=== Begin Enclosure ===

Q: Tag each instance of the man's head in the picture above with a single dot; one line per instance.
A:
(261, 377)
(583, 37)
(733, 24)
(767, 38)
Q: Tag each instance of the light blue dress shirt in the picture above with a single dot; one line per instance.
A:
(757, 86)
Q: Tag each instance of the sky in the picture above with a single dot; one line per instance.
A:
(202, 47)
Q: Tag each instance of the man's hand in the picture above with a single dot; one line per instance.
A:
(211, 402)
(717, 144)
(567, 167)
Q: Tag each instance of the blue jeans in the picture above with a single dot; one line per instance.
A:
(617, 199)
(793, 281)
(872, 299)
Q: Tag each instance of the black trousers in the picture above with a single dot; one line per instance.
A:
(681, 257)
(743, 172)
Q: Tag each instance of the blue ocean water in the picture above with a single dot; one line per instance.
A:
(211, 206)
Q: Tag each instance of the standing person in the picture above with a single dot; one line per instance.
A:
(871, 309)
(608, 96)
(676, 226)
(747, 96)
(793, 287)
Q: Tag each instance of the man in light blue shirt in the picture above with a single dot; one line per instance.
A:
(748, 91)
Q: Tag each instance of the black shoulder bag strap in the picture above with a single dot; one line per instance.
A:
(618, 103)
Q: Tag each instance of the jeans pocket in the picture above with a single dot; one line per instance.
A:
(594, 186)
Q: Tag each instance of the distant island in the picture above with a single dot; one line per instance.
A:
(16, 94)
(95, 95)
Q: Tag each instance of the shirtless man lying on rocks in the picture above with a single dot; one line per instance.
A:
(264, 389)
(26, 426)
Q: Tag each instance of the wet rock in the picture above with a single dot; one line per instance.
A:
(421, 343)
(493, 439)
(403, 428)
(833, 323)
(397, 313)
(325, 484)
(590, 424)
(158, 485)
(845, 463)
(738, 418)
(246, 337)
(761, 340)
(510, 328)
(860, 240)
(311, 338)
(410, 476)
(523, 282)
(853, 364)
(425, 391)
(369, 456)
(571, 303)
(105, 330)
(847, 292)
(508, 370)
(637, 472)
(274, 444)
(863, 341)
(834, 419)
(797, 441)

=== End Enclosure ===

• _What you will do_
Copy out each line of the entries that holds "jeans".

• _Task output_
Q: Tag each instance of the blue jeans in the picture above with a single dot; one line per instance.
Q: Tag each instance of the jeans pocket in the picture above with a single dot; one line per instance.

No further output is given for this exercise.